SHORT PROBLEM 1
In the forum thread about the Mercury 40 hp, what motor does HaMm3r say he runs?
SHORT PROBLEM 2
Name each distinct username that posts in the forum thread about the Mercury 40 hp, listing each one once.

TEXT PROVIDED

=======

# mercury 40 hp



## Dillusion (May 21, 2012)

Sounds normal...every primer ball I have ever owned has needed to be primed again after 30 minutes. Not out of the ordinary.


----------



## steve77777 (Nov 12, 2013)

thx


----------



## Creek Runner (Sep 1, 2011)

> the boat runs great but sometimes idling and going slow the ball gets soft and engine dies, and also if i turn it off for 30 minutes the ball is soft.I ran it for 30 minutes with no problem then i docked it ,waited 30 minutes started back up then tried to go and stalled out ,bulb was soft  then i squeezed the bulb a bunch and it started right up and took off and ran great again,the mechanic said bulb looks kinda new-could this be a bad ball? has this happened to anyone of you,please help thankyou....



Going to have to disagree with you on this one Matty, no engine should stall from idling or going slow. Either its loading up or starving for fuel. 

Also there really shouldn't be a need to pump the primer bulb after setting for 30min. 4 Hours yes but not 30min.


----------



## mark_gardner (Mar 18, 2009)

> > the boat runs great but sometimes idling and going slow the ball gets soft and engine dies, and also if i turn it off for 30 minutes the ball is soft.I ran it for 30 minutes with no problem then i docked it ,waited 30 minutes started back up then tried to go and stalled out ,bulb was soft  then i squeezed the bulb a bunch and it started right up and took off and ran great again,the mechanic said bulb looks kinda new-could this be a bad ball? has this happened to anyone of you,please help thankyou....
> 
> 
> 
> ...



I agree with creek   my guess is that its starving, possibly a leak....how old are your hoses and primer bulb ?


----------



## steve77777 (Nov 12, 2013)

well i bought the boat used like 3 months ago and have had this issue,the primer bulb looks new and hoses look good,question would the leak have to be from the primer bulb to the engine? or from the bulb to the tank? and is there a way to find this leak? should i replace the ball first then if its not that go to the next thing since the ball is i guess under 30.00..? its kinda weird when it does it just random but when its doing it i just squeeze the ball and its good again for awhile.


----------



## steve77777 (Nov 12, 2013)

also could it be the tank is in the front of the boat?does this play into anything?


----------



## HaMm3r (Dec 11, 2006)

I too must disagree about the primer bulb losing prime. I pump it a couple times at the start of a trip and never touch it again the entire day. There may be half a day fishing in between motor runs and it still stays primed. Even after trailering a couple hours home sometimes, it just fires right up for driveway flushing.

I run a Merc 25hp, 2-stroke and use one of the new EPA-mandated tanks with the old-style, non-EPA approved cap. Just for comparison purposes.


----------



## Dillusion (May 21, 2012)

Oh, I must have forgot about that part of his post while addressing the need to reprime after thirty mins issue.

Yes losing prime at idle isn't normal...my engine idled for 20 minutes today at the ramp without dying out in neutral.


----------



## steve77777 (Nov 12, 2013)

=======

EXTRACTED MATERIAL

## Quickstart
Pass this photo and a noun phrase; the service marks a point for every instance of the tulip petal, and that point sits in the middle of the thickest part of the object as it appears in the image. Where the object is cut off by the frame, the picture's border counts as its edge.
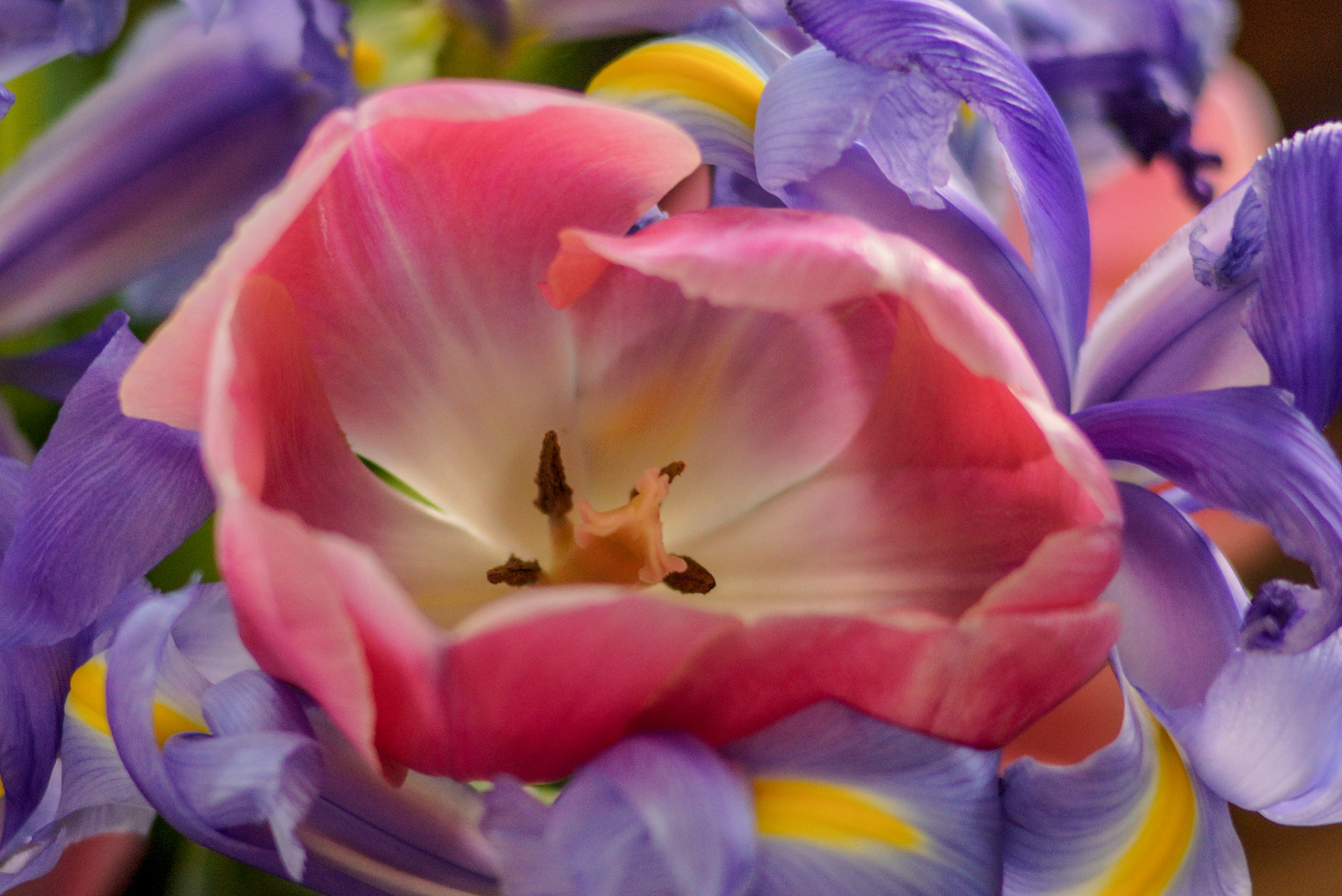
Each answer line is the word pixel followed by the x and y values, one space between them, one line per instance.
pixel 919 815
pixel 1129 816
pixel 708 81
pixel 1295 321
pixel 101 199
pixel 548 682
pixel 1248 451
pixel 773 553
pixel 965 60
pixel 115 493
pixel 1259 729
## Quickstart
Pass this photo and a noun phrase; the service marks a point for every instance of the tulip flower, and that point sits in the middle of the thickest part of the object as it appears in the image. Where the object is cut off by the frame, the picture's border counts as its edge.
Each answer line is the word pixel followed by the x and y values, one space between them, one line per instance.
pixel 38 31
pixel 104 500
pixel 147 175
pixel 842 522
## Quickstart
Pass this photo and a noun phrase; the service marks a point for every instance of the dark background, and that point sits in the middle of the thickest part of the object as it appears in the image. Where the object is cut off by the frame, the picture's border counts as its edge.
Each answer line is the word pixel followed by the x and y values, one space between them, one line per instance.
pixel 1297 48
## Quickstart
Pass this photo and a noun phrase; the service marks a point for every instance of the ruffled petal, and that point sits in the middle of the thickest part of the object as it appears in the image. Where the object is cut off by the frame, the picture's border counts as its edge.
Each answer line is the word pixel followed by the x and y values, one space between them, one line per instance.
pixel 360 836
pixel 1295 321
pixel 1248 451
pixel 33 695
pixel 261 764
pixel 1130 816
pixel 965 60
pixel 1172 650
pixel 819 105
pixel 659 815
pixel 957 234
pixel 107 496
pixel 849 805
pixel 1239 297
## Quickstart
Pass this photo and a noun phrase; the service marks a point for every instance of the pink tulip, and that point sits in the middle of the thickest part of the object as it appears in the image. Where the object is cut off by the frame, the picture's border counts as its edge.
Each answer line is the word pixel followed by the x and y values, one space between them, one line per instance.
pixel 874 475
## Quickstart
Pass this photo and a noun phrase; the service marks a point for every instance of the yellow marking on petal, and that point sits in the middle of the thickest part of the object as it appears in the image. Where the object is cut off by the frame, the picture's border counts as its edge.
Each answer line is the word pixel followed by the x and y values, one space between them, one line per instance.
pixel 370 64
pixel 830 816
pixel 1156 855
pixel 691 70
pixel 88 702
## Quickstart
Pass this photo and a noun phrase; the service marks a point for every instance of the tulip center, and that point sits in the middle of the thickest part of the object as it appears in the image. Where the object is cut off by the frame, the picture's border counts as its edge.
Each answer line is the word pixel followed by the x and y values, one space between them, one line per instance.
pixel 621 546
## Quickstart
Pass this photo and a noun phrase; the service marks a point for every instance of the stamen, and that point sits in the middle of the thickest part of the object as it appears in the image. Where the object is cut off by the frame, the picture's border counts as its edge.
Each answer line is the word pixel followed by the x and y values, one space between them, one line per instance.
pixel 553 496
pixel 694 580
pixel 516 572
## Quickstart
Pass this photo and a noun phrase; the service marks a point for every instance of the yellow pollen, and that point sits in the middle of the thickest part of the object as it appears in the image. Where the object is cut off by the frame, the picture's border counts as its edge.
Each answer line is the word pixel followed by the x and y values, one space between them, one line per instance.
pixel 88 702
pixel 686 69
pixel 626 541
pixel 370 65
pixel 830 816
pixel 1156 855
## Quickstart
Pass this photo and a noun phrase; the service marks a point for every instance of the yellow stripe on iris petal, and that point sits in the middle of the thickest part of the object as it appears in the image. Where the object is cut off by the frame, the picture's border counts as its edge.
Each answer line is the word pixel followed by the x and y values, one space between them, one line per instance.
pixel 831 816
pixel 88 702
pixel 1153 859
pixel 686 69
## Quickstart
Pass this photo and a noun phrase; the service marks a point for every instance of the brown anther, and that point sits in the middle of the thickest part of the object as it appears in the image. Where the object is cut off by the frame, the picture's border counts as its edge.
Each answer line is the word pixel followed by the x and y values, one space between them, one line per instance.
pixel 553 495
pixel 694 580
pixel 516 572
pixel 670 471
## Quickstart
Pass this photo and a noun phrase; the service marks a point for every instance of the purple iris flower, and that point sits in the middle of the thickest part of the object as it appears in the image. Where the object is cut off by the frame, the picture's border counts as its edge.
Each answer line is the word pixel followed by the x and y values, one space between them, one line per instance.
pixel 826 802
pixel 1211 373
pixel 265 777
pixel 145 177
pixel 37 31
pixel 105 499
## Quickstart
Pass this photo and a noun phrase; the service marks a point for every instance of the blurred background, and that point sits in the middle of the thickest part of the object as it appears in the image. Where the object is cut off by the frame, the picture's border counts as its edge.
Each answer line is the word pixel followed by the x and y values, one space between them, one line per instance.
pixel 1295 46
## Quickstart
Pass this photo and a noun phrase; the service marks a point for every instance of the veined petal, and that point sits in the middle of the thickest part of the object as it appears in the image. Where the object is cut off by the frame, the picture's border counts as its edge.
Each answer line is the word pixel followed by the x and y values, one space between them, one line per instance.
pixel 360 834
pixel 1181 605
pixel 1248 451
pixel 107 496
pixel 819 105
pixel 94 796
pixel 969 62
pixel 708 79
pixel 259 764
pixel 1261 730
pixel 1295 321
pixel 1129 819
pixel 658 813
pixel 849 805
pixel 960 235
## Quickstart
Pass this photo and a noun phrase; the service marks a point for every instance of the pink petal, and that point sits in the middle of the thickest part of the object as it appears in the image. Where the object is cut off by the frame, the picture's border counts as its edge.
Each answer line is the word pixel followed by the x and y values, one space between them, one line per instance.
pixel 540 692
pixel 415 272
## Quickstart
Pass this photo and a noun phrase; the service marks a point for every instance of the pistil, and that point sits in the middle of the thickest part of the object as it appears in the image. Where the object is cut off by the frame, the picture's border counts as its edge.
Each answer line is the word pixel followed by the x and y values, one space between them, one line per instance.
pixel 619 546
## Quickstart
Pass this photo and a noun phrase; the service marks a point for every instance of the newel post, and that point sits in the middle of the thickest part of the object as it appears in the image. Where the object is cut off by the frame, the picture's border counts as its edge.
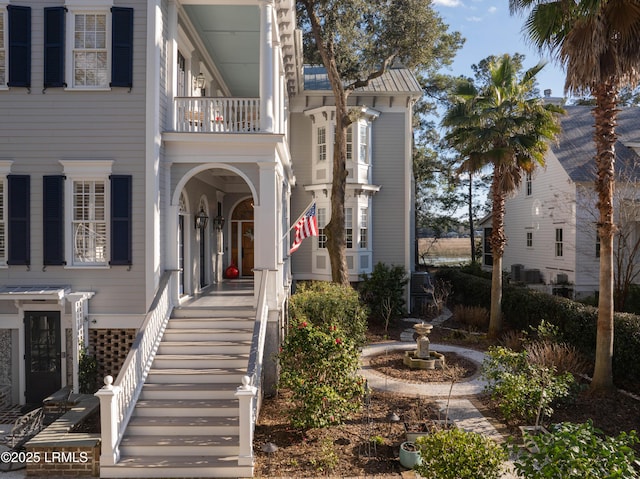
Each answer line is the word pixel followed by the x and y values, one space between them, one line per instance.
pixel 246 395
pixel 108 421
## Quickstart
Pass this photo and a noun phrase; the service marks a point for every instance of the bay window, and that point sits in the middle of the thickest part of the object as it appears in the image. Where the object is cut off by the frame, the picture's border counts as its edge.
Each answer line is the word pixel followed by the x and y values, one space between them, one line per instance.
pixel 89 225
pixel 90 53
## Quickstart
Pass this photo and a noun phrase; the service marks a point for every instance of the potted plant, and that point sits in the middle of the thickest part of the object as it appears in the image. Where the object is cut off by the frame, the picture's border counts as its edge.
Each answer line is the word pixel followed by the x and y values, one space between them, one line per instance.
pixel 415 421
pixel 409 455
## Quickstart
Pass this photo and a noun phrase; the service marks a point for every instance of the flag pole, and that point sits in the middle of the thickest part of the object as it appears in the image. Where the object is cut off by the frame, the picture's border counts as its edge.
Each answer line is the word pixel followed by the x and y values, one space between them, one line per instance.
pixel 299 217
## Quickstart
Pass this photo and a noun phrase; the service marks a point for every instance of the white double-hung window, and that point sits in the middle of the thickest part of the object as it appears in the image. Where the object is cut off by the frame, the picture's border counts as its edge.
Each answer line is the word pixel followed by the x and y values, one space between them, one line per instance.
pixel 89 43
pixel 3 44
pixel 90 53
pixel 88 200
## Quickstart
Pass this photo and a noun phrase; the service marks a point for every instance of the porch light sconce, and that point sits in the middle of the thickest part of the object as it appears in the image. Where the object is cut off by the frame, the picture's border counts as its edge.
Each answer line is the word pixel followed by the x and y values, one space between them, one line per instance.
pixel 218 223
pixel 201 219
pixel 199 81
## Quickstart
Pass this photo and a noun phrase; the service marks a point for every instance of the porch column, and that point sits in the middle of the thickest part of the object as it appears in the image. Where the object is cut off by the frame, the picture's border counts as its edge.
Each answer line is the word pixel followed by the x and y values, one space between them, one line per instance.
pixel 266 219
pixel 172 244
pixel 266 66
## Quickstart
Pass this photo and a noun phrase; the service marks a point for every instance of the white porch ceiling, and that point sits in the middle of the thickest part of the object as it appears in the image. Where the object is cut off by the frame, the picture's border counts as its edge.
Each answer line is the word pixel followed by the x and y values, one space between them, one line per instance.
pixel 231 34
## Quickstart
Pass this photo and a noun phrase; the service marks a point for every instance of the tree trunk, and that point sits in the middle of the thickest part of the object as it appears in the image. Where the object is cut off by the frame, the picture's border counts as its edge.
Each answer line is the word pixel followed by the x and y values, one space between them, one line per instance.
pixel 497 241
pixel 472 231
pixel 605 120
pixel 335 229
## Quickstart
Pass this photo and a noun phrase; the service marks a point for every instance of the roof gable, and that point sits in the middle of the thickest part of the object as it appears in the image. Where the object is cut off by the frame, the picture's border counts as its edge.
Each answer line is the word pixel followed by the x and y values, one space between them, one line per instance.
pixel 394 80
pixel 576 150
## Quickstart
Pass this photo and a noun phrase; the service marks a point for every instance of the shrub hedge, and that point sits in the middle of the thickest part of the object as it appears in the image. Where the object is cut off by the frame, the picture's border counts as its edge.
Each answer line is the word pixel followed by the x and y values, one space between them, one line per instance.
pixel 524 308
pixel 324 303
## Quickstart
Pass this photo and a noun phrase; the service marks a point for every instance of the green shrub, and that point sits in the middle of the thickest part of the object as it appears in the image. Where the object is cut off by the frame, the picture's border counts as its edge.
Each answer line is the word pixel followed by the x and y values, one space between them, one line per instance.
pixel 458 454
pixel 577 451
pixel 87 372
pixel 383 291
pixel 466 289
pixel 524 391
pixel 323 303
pixel 524 308
pixel 319 366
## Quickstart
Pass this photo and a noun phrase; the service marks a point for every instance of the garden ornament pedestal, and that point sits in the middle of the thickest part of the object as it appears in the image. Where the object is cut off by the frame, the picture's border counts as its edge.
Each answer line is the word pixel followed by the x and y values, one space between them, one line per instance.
pixel 422 357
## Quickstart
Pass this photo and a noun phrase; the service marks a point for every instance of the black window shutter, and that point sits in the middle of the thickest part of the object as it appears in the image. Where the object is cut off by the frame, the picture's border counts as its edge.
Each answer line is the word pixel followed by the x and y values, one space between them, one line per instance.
pixel 122 47
pixel 54 47
pixel 121 219
pixel 18 216
pixel 19 46
pixel 53 221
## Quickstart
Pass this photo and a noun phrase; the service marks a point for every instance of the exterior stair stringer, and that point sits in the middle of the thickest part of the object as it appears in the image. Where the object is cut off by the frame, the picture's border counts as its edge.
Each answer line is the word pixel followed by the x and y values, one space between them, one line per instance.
pixel 186 421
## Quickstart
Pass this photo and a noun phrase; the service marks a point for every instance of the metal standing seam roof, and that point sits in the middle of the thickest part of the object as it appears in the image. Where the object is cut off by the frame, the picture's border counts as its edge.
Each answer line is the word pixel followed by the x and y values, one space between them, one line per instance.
pixel 395 80
pixel 576 149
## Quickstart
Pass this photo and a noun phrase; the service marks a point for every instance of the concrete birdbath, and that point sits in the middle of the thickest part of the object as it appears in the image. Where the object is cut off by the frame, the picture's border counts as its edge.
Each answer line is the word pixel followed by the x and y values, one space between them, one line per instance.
pixel 422 357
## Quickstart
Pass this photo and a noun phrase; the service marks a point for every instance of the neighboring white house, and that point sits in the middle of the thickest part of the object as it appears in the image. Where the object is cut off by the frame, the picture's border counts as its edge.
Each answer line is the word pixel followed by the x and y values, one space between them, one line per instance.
pixel 126 125
pixel 550 223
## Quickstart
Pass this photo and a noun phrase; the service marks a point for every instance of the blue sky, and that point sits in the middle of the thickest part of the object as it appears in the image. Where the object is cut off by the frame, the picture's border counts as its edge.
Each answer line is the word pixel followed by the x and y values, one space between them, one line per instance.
pixel 490 30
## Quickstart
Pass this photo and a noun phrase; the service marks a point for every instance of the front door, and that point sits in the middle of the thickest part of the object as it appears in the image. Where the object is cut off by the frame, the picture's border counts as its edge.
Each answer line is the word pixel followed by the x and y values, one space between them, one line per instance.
pixel 43 354
pixel 242 236
pixel 247 248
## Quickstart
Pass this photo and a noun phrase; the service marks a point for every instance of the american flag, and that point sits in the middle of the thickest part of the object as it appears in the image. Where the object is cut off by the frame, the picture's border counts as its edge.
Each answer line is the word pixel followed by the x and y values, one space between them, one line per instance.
pixel 306 226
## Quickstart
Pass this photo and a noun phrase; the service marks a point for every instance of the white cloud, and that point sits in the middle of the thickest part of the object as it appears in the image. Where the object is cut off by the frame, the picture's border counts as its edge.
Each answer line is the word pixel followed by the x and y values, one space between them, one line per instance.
pixel 448 3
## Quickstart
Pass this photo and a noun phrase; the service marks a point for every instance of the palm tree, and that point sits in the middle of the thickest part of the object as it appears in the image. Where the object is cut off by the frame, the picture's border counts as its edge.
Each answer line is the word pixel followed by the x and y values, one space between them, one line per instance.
pixel 501 125
pixel 598 43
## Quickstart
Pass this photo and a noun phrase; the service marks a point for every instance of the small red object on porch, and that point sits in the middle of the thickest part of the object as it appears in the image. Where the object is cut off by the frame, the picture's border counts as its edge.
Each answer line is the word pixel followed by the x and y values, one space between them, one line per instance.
pixel 231 272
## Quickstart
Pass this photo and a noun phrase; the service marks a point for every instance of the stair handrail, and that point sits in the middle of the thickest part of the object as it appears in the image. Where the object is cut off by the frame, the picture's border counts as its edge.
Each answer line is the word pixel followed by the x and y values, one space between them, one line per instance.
pixel 118 398
pixel 248 392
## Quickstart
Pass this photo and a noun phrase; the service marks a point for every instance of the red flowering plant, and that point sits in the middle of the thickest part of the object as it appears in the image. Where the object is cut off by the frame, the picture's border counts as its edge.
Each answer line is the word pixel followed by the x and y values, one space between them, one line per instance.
pixel 319 366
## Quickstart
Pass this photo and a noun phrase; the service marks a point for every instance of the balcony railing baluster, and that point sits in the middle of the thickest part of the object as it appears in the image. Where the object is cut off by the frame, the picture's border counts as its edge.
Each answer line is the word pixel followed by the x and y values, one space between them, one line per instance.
pixel 217 115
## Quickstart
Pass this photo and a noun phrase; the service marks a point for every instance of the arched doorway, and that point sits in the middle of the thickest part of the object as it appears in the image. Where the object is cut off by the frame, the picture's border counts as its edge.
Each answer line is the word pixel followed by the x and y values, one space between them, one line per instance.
pixel 242 237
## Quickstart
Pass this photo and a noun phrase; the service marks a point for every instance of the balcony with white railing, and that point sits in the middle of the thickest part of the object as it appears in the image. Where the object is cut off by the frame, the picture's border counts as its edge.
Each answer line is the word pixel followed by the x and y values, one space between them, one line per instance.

=======

COMPLETE RESPONSE 1
A Merc 25hp 2-stroke.

COMPLETE RESPONSE 2
Dillusion, steve77777, Creek Runner, mark_gardner, HaMm3r